> Problem details
Filter the entries, keeping every line with the word "ground".

Dataset items
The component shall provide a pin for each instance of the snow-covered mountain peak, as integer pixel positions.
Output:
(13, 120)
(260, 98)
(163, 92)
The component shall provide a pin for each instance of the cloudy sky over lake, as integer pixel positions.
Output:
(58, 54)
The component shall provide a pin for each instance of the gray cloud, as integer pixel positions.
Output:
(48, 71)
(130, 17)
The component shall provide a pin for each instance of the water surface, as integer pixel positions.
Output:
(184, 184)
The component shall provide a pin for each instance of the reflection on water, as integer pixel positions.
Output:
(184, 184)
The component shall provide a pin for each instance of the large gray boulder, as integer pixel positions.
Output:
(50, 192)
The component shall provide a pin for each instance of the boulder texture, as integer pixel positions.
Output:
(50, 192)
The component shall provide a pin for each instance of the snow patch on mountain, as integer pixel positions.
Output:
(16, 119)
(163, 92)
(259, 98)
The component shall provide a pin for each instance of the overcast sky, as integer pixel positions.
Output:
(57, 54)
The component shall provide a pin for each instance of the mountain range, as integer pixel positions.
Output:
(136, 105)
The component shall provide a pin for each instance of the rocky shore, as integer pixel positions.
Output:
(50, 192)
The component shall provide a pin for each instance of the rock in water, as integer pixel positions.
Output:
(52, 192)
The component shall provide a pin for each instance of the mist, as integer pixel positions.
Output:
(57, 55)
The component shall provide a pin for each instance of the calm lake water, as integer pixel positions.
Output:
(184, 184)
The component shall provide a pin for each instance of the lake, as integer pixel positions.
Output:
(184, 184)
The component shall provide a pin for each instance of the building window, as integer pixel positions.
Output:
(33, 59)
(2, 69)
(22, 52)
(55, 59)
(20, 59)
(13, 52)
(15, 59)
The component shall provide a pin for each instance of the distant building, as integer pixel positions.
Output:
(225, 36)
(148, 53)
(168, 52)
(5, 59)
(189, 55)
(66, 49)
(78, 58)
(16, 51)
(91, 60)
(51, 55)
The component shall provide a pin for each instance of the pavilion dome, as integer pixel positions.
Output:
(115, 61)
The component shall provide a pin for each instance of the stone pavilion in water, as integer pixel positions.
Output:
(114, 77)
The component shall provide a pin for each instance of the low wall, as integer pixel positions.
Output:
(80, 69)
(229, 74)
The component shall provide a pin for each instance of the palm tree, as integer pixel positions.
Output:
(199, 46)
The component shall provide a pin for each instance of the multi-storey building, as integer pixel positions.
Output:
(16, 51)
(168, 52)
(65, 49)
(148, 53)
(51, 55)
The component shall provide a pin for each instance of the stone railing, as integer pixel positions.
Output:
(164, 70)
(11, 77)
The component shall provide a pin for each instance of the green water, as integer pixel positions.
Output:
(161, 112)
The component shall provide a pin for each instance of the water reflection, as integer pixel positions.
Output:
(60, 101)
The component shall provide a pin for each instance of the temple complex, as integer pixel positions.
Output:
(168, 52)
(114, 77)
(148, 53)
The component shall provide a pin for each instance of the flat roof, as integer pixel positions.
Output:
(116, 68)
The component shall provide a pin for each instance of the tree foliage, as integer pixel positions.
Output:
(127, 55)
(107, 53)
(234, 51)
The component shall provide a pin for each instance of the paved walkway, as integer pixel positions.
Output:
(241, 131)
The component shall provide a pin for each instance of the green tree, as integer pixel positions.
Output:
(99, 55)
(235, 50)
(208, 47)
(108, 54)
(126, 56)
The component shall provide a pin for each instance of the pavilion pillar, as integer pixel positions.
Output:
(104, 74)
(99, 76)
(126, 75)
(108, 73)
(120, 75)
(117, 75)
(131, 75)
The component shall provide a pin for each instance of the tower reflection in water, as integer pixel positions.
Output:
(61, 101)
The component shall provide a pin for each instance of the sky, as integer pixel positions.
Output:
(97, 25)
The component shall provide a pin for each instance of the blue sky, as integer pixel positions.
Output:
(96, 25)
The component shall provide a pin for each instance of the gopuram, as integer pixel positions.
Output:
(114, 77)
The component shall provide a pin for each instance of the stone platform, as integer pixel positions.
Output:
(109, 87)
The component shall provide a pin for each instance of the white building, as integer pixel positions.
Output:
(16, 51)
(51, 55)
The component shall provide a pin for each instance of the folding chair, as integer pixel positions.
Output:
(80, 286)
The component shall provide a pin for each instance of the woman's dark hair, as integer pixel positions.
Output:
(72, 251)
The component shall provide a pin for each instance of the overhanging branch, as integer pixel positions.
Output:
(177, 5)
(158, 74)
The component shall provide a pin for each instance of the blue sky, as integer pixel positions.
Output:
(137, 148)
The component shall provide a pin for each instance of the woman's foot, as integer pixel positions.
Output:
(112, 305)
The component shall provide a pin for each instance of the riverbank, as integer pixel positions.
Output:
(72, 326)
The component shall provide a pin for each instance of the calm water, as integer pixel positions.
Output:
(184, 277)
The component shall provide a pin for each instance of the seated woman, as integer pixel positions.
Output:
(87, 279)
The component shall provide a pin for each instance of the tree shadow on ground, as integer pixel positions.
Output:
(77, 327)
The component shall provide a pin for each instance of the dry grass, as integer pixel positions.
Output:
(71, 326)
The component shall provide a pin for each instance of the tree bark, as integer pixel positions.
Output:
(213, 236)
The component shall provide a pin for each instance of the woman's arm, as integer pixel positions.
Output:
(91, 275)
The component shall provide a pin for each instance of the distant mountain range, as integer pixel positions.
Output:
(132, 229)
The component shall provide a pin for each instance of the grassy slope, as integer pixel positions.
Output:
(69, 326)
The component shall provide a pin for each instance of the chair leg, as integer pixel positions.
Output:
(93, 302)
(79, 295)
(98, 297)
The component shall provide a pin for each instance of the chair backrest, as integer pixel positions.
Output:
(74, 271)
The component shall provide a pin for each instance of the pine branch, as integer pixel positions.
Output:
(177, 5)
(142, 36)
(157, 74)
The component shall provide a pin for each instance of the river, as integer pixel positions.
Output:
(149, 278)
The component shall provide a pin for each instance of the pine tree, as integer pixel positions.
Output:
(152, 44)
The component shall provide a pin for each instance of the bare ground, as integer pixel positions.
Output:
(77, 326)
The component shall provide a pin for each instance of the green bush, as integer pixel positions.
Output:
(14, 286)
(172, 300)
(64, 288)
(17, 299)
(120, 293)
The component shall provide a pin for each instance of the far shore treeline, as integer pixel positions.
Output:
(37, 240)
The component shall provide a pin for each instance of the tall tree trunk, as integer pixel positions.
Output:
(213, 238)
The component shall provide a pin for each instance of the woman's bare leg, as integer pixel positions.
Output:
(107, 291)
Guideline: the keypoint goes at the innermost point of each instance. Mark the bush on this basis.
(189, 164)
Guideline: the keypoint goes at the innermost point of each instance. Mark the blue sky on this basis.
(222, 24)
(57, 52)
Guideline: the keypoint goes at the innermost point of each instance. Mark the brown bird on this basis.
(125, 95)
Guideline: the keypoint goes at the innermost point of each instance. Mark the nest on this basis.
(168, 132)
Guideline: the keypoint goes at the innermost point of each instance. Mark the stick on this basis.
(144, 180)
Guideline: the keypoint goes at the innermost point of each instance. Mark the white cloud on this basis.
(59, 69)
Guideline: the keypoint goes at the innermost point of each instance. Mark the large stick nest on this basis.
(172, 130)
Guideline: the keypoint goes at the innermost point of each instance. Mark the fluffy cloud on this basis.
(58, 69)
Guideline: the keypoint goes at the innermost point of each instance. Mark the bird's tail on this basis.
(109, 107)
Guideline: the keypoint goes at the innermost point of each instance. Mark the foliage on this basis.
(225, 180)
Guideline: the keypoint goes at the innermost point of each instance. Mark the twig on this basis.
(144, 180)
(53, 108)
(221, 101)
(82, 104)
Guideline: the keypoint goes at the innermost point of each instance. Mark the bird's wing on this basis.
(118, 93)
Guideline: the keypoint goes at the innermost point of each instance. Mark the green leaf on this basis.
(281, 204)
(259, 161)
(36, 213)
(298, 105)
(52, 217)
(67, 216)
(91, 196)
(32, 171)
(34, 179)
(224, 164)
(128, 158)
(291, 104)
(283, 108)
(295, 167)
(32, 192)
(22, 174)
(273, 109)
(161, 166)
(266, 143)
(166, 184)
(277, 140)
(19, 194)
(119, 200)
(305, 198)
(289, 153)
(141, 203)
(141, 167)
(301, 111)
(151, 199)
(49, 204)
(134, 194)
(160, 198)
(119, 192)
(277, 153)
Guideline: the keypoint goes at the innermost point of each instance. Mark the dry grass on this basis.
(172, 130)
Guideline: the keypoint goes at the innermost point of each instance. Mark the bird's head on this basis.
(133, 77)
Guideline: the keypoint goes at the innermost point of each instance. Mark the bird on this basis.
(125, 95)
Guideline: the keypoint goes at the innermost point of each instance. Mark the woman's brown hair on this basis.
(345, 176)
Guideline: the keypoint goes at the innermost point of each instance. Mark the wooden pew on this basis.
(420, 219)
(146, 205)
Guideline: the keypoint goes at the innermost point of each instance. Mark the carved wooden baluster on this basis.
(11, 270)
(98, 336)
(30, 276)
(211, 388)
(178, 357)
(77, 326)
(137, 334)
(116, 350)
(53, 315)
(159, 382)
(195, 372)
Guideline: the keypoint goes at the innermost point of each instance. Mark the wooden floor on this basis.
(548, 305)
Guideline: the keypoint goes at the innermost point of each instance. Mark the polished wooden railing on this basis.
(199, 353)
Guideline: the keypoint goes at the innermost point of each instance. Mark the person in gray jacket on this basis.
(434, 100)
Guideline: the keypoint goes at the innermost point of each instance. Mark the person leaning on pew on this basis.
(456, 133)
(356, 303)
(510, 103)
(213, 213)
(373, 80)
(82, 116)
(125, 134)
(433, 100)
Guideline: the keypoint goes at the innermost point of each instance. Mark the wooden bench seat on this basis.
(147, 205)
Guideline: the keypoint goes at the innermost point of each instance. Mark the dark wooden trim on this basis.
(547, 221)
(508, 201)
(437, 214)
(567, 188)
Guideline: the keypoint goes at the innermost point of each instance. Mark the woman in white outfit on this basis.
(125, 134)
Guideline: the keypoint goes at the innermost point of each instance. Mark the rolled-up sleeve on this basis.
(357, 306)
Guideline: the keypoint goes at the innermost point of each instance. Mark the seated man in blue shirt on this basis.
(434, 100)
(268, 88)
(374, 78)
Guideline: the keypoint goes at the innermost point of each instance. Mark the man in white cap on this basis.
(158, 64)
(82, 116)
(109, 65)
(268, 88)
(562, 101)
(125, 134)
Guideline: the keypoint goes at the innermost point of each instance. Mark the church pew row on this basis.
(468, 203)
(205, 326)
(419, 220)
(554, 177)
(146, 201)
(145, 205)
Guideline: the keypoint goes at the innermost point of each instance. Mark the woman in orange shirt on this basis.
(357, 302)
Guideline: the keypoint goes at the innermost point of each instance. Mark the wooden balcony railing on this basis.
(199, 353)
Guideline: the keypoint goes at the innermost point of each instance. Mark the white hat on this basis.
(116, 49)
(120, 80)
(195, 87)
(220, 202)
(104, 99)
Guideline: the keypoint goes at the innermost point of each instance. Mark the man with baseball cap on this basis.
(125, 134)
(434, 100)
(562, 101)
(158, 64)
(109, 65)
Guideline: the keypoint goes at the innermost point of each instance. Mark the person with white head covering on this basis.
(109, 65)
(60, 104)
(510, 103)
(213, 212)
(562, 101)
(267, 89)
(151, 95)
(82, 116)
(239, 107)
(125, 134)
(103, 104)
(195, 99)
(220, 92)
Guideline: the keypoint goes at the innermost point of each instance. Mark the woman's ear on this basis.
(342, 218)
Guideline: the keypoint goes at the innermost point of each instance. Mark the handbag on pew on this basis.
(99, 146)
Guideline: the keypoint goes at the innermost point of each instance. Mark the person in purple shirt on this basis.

> Answer box
The component shall provide a pin for each instance of the tree shadow on ground, as integer pixel positions.
The component shall provide a pin for each instance of the bare ground, as integer pixel positions.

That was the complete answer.